___ TEXTO DA PÁGINA ___

A EAV vai manter, em paralelo, o formato remoto. De fato, esse é um legado da pandemia: o on-line veio para ficar. A digitalização dos acervos rompe barreiras geográficas e democratiza o acesso a conteúdos antes restritos a museus, bibliotecas e institutos.
O presidente do Instituto Brasileiro de Museus (Ibram), Pedro Mastrobuono, avalia que o ano de 2022 encontrará um campo museal ávido por soluções definitivas, que exigem estratégia e foco na captação: “A almejada sustentabilidade vem sendo buscada através dos avanços na implementação dos fundos patrimoniais, destinados ao financiamento de instituições públicas e privadas. Há, também, a consciência da necessidade de segregação de funções na direção das instituições, sem espaço para letargia e obsolescência. De um lado, há a atividade finalística desenvolvida de modo programado e lúcido, com o apoio de um conselho curatorial forte. De outro, é preciso contar com executivos ágeis, aptos a não desperdiçar oportunidades”.
É fato que a cultura é determinante pra gerar reflexão crítica e para nos sustentar na travessia de momentos trágicos. Paradoxalmente, o setor sofreu uma série de cortes de grande impacto, passando a receber menos recursos.
No próximo ano, o segmento ainda enfrentará grandes desafios. Não só para garantir sustentabilidade financeira, mas para aprovar projetos culturais via Lei de Incentivo. Isso afeta e prejudica o planejamento das instituições de cultura em todo o país e a manutenção de suas grades de programação. O MAM Rio, por exemplo, vem investindo fortemente em programas relevantes que demandam previsibilidade financeira.
Trabalhar com uma estratégia muito bem definida para desenvolver tecnologias de educação e acessibilidade através da arte é um dos nossos focos principais. Em 2021, criamos cinco residências artísticas para todos os públicos que orbitam no meio de arte: artistas, curadores, professores, adolescentes e pessoas com deficiência física que trabalham na área educativa de museus. Além de estudarem por um período de três a oito meses no MAM, os residentes foram remunerados: o museu transferiu um total de R$ 245 mil a essas pessoas (considerando os cinco programas), gerando economia num ano de crise.

___ MATERIAL FORNECIDO ___

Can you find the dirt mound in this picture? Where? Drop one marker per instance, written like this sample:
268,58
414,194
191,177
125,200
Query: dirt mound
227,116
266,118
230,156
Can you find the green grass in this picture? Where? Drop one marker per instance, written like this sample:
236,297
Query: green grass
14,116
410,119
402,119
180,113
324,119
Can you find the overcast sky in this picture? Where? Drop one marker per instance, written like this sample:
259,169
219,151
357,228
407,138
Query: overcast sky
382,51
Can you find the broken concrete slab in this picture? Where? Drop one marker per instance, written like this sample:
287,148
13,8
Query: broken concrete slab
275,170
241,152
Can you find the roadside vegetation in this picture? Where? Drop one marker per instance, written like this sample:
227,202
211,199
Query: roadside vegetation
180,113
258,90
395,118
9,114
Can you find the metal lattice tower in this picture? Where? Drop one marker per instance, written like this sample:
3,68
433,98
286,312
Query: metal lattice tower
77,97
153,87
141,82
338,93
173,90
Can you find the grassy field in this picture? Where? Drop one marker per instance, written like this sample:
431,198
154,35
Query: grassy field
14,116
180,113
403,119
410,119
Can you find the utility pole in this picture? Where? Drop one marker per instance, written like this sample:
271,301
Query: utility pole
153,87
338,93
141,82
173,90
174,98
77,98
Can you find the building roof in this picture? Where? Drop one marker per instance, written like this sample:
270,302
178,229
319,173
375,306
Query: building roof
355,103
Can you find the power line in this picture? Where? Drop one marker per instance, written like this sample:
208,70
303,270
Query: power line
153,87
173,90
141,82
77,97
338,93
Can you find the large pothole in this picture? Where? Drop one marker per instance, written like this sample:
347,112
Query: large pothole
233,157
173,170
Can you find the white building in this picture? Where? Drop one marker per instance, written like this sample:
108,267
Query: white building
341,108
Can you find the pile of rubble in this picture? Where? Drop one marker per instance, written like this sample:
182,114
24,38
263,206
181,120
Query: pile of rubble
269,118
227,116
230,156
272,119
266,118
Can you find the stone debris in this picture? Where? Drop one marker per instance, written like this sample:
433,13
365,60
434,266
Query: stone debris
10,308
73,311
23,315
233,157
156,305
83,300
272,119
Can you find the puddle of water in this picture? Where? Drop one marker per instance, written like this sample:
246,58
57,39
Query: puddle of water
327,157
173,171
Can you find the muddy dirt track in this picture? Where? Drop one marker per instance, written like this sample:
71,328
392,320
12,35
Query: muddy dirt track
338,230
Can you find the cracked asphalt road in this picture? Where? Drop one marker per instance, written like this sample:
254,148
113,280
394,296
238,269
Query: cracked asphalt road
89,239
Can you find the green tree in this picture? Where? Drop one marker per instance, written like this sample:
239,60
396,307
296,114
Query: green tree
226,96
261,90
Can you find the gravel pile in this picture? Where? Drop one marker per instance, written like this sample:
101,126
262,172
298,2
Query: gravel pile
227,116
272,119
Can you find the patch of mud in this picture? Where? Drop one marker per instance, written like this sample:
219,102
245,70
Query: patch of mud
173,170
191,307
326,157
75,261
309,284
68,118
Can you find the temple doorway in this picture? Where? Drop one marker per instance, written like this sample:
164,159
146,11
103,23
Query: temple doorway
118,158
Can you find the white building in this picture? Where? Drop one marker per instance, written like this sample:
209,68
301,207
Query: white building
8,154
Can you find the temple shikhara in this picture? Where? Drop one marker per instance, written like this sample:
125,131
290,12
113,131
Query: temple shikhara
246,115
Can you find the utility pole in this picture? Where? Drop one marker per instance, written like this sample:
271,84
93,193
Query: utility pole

___

→ TAREFA A:
Reescreva o trecho do texto sobre o setor cultural iniciado pelas palavras "No próximo ano, o" e encerrado após "demandam previsibilidade financeira.", substituindo "Lei de Incentivo" por "Lei de Fomento".
→ TAREFA B:
Enumere os públicos para os quais, segundo o texto sobre o setor cultural, foram criadas as residências artísticas de 2021.

→ RESULTADO A:
No próximo ano, o segmento ainda enfrentará grandes desafios. Não só para garantir sustentabilidade financeira, mas para aprovar projetos culturais via Lei de Fomento. Isso afeta e prejudica o planejamento das instituições de cultura em todo o país e a manutenção de suas grades de programação. O MAM Rio, por exemplo, vem investindo fortemente em programas relevantes que demandam previsibilidade financeira.

→ RESULTADO B:
- artistas
- curadores
- professores
- adolescentes
- pessoas com deficiência física que trabalham na área educativa de museus